• **TASK TO COMPLETE**:
Please quote the rows below, word for word, from the line with "ear, one per animal or object that matches." up to and including the final line.

··········

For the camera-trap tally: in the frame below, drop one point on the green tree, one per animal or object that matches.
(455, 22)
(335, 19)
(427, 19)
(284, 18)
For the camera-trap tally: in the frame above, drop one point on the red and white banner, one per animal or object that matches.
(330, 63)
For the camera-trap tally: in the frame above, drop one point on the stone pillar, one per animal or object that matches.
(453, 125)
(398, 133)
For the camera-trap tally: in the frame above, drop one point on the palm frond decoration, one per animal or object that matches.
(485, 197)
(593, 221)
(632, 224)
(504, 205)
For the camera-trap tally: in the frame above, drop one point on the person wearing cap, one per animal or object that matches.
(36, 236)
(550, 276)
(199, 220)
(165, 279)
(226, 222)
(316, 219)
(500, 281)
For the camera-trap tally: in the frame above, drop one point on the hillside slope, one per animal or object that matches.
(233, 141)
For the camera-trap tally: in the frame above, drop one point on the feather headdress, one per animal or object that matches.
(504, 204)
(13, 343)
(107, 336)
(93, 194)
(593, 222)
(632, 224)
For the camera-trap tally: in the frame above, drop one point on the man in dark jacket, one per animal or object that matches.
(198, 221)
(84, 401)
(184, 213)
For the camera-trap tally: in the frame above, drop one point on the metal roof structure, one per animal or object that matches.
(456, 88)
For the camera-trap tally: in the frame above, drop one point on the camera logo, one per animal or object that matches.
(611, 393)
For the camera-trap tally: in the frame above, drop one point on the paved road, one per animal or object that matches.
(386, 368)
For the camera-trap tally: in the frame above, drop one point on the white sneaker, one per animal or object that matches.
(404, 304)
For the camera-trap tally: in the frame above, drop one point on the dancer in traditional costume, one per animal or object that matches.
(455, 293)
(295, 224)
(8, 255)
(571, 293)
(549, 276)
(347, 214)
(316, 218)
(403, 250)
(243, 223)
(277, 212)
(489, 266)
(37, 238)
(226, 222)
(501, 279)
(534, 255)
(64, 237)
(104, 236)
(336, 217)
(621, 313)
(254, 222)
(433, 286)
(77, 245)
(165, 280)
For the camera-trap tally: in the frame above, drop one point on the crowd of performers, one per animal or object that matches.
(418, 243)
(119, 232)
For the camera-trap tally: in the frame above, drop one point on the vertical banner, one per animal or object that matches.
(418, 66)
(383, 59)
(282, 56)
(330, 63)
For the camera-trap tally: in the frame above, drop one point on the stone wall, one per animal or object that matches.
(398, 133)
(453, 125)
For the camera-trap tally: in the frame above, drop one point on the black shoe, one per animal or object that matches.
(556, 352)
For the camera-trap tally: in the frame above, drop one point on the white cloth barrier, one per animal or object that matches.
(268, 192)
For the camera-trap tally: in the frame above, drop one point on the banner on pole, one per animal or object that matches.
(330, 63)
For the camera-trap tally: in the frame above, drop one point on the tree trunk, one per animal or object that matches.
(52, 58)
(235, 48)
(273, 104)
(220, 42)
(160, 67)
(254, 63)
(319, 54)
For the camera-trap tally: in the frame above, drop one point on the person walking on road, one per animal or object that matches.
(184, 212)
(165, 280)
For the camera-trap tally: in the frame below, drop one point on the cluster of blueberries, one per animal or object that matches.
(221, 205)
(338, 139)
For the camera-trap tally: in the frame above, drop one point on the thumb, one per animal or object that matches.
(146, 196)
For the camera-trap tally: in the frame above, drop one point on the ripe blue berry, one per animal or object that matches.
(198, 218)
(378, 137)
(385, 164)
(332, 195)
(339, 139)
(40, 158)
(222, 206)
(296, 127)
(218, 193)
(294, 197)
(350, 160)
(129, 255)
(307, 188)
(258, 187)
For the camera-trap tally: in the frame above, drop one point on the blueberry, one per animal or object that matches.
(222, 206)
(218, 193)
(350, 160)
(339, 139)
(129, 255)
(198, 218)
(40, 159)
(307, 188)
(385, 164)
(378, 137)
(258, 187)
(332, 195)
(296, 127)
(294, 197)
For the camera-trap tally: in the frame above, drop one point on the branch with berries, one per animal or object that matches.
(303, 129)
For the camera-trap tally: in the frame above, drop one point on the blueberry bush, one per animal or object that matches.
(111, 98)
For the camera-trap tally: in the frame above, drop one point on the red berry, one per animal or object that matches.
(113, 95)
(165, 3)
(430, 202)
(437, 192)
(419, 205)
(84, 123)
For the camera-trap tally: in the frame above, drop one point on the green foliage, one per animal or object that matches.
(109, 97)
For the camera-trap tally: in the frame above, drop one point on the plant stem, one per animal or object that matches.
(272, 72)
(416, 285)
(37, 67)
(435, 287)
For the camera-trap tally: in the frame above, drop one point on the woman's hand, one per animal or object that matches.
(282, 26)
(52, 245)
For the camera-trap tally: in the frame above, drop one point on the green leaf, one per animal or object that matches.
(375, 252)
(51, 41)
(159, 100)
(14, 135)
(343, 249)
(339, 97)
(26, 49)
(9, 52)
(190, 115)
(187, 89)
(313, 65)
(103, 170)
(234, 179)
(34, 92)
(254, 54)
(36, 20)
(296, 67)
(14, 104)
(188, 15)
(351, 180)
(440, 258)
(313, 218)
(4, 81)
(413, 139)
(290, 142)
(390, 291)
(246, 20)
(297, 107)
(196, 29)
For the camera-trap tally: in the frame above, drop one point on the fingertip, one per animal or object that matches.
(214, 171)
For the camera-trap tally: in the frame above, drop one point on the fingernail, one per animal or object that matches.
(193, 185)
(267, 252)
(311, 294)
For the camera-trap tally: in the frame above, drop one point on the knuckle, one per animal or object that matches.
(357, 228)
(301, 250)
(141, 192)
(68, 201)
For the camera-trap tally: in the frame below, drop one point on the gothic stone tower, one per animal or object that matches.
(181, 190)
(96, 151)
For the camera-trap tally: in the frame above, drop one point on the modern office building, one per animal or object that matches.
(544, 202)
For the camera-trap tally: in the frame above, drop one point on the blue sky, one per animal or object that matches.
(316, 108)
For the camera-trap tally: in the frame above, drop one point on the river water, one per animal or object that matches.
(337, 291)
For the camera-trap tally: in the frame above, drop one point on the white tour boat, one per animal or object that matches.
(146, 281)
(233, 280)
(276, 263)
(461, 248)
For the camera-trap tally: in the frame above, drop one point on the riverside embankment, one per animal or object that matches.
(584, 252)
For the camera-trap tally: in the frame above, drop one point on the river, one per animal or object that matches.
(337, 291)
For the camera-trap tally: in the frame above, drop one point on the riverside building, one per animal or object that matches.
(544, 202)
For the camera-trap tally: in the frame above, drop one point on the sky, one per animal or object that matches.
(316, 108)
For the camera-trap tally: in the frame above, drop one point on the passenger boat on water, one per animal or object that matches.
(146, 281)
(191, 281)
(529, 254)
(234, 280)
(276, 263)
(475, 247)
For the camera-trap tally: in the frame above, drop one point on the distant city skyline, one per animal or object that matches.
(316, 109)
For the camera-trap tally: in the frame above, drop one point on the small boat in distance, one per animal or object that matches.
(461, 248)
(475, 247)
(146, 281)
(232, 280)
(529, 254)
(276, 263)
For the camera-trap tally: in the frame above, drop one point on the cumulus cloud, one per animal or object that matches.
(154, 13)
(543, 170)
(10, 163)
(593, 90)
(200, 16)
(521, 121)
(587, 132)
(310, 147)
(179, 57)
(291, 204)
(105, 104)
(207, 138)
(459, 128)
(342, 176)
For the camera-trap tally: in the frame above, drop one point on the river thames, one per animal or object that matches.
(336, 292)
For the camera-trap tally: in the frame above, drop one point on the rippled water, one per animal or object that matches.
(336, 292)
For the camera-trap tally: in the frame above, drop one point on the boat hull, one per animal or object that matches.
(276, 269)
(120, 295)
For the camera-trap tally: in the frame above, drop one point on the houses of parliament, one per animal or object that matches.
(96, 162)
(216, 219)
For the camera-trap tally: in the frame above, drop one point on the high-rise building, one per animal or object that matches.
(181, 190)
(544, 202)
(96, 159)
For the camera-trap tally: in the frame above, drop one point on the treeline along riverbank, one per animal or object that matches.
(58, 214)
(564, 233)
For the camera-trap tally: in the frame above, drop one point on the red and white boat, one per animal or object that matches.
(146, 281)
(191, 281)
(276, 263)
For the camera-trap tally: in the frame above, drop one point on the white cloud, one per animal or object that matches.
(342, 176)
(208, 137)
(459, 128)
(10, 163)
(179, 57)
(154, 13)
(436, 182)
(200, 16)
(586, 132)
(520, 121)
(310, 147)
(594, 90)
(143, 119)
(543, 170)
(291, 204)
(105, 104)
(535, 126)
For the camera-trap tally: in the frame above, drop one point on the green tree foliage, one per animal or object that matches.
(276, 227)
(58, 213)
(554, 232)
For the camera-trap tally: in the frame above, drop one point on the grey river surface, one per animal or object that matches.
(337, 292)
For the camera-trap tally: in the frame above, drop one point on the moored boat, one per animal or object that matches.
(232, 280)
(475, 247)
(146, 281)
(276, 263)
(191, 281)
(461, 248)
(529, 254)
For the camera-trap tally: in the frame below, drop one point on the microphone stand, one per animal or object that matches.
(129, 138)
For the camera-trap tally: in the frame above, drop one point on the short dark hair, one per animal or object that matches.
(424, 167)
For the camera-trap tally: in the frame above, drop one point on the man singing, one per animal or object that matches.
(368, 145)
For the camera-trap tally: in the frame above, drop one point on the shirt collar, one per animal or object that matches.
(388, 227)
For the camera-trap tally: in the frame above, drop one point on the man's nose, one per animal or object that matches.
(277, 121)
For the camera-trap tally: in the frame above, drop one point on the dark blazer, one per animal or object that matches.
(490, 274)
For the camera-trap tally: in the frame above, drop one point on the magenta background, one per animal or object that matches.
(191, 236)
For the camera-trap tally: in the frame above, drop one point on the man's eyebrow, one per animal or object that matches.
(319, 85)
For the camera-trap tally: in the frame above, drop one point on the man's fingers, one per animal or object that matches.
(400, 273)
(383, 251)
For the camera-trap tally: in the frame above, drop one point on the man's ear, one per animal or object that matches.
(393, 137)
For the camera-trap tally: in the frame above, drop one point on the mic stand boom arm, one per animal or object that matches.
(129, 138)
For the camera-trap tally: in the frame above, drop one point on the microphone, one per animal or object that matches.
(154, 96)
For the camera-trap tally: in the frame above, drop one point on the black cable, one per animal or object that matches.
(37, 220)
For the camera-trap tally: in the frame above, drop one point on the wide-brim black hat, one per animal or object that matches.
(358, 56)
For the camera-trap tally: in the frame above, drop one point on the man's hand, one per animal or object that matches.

··········

• **THE RESULT**:
For the camera-trap tally: in the frame above, drop one point on the man's ear, one per animal or object that matches.
(393, 137)
For the camera-trap tally: in the frame above, drop one point on the mic stand boom arm, one per animal or object that matches.
(129, 138)
For the camera-trap tally: in the frame above, drop one point on the microphone, one per animal or object that matches.
(154, 96)
For the camera-trap tally: in the frame above, drop one point on the black cable, one per animal or object that matches.
(37, 220)
For the camera-trap tally: in the frame above, drop one point on the wide-brim black hat, one per animal or object that matches.
(358, 56)
For the camera-trap tally: in the frame above, drop one point on the man's hand, one per animal or object that matches.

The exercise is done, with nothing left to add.